## REQUIRED TASK A
Rewrite the piece on home observatories, everything from "Your local church" down to "the inflationary universe.", putting "Neptune" in place of "Saturn".

## EXCERPT
-------------------------

When my dome opens, I see stars

Being an enthusiast for all things astronomically observatory, I swooned last week when I read that “a growing number of Americans [have been] incorporating observatories into new or existing homes.”
Leading to the question: are suburban homes the new future of astronomy?

[Images: Michelle Litvin for The New York Times].

According to the New York Times, “manufacturers of observatory domes report increasing sales to homeowners, and new residential communities are being developed with observatories as options in house plans.”

Most home observatories have between $10,000 and $40,000 in equipment, including telescopes, computers, refractors, filters and tracking mechanisms, according to astronomy equipment retailers. The total budget for an observatory can range from $50,000 to more than $500,000, depending on how technologically advanced the equipment and the size and complexity of the structure.

As one home observatory-owning certified public accountant in Chicago told the newspaper: “Now, if I want to get up at 3 a.m. and look at something, I just open the shutter.”

[Images: Erik Davies for The New York Times. On the right, we see a starburst cluster, courtesy of NASA].

Adding an astro-dome to your home requires some interesting architectural renovations, we read – mostly structural.
For instance, each of these hi-tech telescopes requires “a dedicated foundation so it’s not subject to the vibrations transmitted by people walking around in the building,” one manufacturer points out. “This usually involves elevating the instrument on a discrete concrete pier. A telescope mount is bolted to the pier and the mount is motorized so it rotates the telescope in sync with the dome.”
Concrete piers, home domes, private suburban observatories – I think it’s the way forward. Imagine growing up in a planetarium!
You’d go to sleep at night watching renamed constellations drift slowly over your bed.

[Image: Northern Cygnus as photographed by Robert Gendler].

In fact, on a semi-related note, I’ve been wondering lately what might happen to Christianity – or to Islam, or to Hinduism – if it turned its houses of worship into observatories and planetaria: contemporary religious architecture as a physical participant in the planetary sciences.
Your local church has a huge telescope installed above the altar, focusing on the rings of Saturn or on scenes of distant star birth; you take Communion while watching the moons of Jupiter. Or that mosque up the street is also a planetarium, hosting nightly shows about redshift and globular clusters. There are lines out the door and people reading Carl Sagan.
Would that reinvigorate a failing religion? Your copy of the Koran comes complete with starcharts. The Book of Revelation gets rewritten, full of references to Bose-Einstein condensation and the inflationary universe.
The Vatican itself installs the world’s largest radio telescope inside a grove full of old stone statuary. As a joke, priests call it St. Radio – and, in a thousand years, the name sticks: children are brought up praying to this lost saint of astral frequencies.
In any case, that wouldn’t even be new in the history of religious architecture: as J.L. Heilbron points out in his book The Sun in the Church, some cathedrals were actually built – or at least later used, after minor alteration – as “heliometers”: measuring labs for the passage of the sun.

-------------------------

## EXCERPTED DATA
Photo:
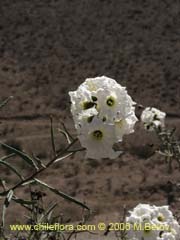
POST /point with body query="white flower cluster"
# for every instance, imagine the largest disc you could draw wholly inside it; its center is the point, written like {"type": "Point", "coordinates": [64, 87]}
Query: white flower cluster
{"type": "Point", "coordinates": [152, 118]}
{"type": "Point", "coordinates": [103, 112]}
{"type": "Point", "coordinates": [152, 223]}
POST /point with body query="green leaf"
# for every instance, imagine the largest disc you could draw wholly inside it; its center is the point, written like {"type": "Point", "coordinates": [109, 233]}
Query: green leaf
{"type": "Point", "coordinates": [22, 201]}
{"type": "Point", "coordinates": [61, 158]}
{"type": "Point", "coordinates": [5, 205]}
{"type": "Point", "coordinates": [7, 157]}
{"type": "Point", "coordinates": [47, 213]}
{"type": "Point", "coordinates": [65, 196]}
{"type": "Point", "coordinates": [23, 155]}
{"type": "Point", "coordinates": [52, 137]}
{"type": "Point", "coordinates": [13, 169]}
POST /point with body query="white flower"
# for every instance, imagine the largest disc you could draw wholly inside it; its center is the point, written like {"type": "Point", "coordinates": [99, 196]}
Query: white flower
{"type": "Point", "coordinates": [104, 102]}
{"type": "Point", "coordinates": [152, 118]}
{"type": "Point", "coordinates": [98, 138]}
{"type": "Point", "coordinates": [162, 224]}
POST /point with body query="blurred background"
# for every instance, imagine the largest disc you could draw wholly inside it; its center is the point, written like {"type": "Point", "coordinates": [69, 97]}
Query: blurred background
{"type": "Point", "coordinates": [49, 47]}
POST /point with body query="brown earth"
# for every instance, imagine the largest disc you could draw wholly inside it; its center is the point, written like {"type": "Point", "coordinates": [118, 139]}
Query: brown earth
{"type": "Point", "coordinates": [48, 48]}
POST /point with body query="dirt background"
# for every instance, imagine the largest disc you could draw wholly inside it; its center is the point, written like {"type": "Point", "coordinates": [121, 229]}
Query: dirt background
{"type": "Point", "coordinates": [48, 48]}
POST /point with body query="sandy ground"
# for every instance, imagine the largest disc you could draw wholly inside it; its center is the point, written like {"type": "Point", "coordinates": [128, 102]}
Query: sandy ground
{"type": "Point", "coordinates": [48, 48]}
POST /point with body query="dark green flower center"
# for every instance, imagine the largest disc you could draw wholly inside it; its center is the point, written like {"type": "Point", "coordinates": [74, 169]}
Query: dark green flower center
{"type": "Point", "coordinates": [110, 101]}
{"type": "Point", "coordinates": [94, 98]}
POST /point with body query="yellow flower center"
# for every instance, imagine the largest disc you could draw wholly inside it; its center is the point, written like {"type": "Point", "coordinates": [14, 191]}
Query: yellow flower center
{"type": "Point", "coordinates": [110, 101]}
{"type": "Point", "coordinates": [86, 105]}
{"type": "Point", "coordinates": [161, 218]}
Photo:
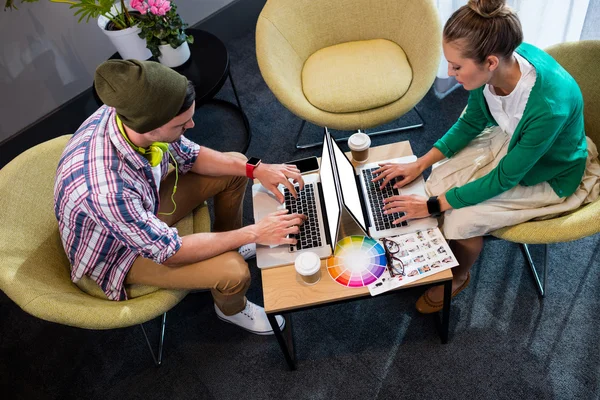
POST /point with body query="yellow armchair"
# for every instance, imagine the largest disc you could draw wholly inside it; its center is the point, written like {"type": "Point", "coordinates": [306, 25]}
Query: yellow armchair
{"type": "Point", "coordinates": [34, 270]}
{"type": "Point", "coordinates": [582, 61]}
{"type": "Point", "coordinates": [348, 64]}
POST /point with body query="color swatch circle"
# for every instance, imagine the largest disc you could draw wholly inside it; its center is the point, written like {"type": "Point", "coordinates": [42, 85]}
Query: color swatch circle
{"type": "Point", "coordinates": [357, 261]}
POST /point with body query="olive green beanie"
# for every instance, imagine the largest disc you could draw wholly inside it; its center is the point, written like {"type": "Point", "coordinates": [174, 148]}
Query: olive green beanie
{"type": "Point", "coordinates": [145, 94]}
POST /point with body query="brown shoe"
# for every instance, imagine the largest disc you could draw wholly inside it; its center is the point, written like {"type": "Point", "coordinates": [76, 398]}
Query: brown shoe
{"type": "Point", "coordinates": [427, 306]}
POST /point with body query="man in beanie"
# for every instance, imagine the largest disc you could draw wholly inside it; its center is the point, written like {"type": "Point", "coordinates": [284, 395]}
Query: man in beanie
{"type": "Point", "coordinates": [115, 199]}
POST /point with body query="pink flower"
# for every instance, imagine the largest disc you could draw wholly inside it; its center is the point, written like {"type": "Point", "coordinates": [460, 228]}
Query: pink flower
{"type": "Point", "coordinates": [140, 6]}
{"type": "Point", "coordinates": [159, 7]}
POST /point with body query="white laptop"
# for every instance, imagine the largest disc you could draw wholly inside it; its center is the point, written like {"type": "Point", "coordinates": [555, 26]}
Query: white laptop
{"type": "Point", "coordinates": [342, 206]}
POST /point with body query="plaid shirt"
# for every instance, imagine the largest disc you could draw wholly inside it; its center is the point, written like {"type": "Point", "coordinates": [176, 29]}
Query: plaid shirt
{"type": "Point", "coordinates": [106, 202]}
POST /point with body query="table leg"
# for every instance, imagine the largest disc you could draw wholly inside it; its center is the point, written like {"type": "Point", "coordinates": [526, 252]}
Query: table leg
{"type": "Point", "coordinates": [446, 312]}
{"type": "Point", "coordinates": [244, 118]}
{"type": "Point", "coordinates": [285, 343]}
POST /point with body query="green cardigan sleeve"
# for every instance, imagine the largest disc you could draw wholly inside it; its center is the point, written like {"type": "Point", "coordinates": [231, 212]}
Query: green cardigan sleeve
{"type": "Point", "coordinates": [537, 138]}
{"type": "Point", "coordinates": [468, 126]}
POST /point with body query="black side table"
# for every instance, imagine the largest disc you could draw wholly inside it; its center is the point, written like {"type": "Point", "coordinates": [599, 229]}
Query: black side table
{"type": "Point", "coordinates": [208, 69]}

-------------------------

## REQUIRED TASK B
Find every line in the listing that contains the string "swatch" and copy each of those lines. Match case exactly.

## EXPECTED OUTPUT A
Your local church has a huge telescope installed above the altar, focusing on the rings of Neptune or on scenes of distant star birth; you take Communion while watching the moons of Jupiter. Or that mosque up the street is also a planetarium, hosting nightly shows about redshift and globular clusters. There are lines out the door and people reading Carl Sagan.
Would that reinvigorate a failing religion? Your copy of the Koran comes complete with starcharts. The Book of Revelation gets rewritten, full of references to Bose-Einstein condensation and the inflationary universe.

## EXPECTED OUTPUT B
POST /point with body query="color swatch circle"
Query: color swatch circle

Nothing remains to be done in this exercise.